Voci per l'etichettatura dei riquadri di delimitazione

__________________________________________________

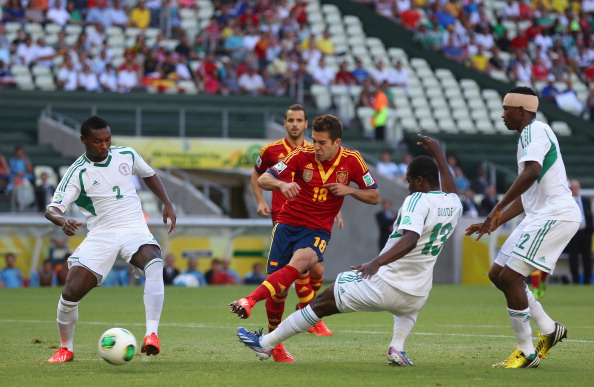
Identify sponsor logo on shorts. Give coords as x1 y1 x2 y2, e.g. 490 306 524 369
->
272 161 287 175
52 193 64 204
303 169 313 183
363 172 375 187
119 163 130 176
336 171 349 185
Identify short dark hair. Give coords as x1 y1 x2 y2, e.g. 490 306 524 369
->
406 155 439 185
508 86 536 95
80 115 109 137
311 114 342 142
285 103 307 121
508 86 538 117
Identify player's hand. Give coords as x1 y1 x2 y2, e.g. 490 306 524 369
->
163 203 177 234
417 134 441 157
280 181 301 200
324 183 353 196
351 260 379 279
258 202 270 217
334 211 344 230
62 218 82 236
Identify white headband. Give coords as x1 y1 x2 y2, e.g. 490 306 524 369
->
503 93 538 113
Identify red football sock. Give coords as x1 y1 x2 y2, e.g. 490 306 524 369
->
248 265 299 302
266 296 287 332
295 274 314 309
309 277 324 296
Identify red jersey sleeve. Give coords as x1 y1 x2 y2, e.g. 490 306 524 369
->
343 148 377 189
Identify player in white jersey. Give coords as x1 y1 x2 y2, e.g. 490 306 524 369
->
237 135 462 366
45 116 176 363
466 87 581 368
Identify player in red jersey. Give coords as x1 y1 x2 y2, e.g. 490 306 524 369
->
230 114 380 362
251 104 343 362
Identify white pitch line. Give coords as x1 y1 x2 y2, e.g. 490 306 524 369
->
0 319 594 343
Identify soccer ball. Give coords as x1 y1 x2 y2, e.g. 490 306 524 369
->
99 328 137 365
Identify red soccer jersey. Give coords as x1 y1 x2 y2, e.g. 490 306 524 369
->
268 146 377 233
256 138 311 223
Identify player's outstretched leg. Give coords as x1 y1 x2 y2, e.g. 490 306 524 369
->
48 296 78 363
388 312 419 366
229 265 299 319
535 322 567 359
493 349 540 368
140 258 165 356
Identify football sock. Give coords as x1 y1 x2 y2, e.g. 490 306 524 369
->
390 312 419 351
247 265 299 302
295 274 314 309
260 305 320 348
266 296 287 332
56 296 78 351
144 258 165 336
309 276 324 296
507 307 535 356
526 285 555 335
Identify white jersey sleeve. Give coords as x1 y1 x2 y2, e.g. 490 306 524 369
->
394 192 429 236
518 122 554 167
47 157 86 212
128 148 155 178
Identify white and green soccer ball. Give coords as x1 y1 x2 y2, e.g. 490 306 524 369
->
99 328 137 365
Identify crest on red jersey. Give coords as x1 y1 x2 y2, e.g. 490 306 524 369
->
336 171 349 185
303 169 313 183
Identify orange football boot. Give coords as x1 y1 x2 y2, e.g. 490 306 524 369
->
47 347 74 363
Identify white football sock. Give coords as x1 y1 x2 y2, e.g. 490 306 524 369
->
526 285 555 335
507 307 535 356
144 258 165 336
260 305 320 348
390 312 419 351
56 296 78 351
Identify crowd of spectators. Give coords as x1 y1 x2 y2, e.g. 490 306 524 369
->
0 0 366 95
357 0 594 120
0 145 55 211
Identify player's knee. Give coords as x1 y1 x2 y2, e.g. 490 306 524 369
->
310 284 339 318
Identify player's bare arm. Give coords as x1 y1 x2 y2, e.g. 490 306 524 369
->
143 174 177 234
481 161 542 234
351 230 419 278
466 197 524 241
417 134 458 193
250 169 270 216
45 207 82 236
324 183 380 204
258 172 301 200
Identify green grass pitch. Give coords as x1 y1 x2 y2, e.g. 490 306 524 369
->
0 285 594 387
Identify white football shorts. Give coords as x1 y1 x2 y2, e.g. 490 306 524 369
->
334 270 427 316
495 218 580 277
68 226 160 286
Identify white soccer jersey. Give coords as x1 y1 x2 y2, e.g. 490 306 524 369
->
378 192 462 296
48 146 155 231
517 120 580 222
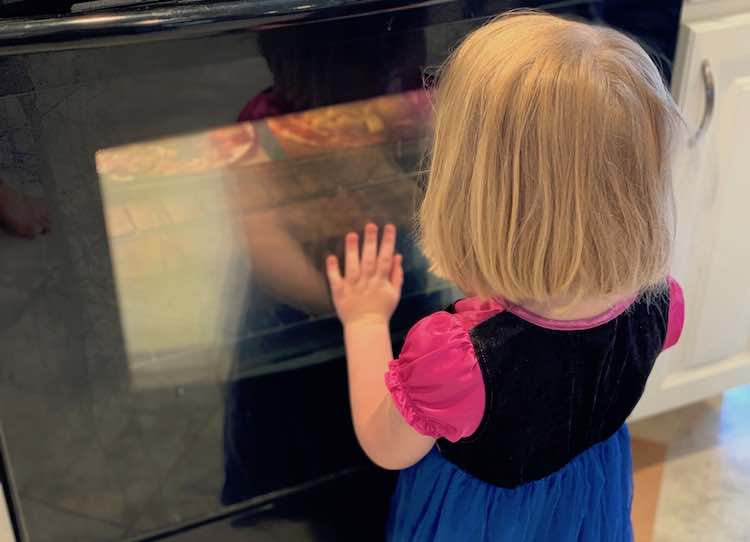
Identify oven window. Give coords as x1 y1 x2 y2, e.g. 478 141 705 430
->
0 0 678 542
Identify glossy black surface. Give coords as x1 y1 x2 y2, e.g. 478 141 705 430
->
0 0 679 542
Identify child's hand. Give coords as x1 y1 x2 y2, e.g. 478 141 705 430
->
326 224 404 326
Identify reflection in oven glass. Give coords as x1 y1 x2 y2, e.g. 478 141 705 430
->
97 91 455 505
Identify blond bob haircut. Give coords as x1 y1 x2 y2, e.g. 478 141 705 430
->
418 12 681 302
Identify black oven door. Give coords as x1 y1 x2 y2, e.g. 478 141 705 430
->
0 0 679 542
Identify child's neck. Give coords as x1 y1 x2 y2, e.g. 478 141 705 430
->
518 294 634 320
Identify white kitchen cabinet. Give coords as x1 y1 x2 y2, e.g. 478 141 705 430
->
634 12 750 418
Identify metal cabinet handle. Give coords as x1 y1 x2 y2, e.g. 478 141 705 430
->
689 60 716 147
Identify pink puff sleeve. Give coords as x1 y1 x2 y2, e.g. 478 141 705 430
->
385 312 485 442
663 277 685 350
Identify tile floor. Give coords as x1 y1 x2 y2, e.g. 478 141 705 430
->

__________________________________________________

**Descrizione del compito**
Riscrivi le righe dalla riga con "Identify white football sock." alla riga con "310 284 339 318", estremi compresi, sostituendo "spectators" con "supporters" e lasciando invariato tutto il resto.

**Risposta al compito**
Identify white football sock. Give coords as x1 y1 x2 y2, e.g. 490 306 524 369
->
526 285 555 335
507 307 535 356
144 258 165 336
260 305 320 348
390 312 419 351
56 296 78 351
Identify crowd of supporters. Give coords as x1 y1 x2 y2, e.g. 490 306 524 369
->
0 0 366 95
357 0 594 120
0 145 55 211
Identify player's knee. Give coords as x1 y1 x2 y2, e.g. 490 306 524 369
->
310 284 339 318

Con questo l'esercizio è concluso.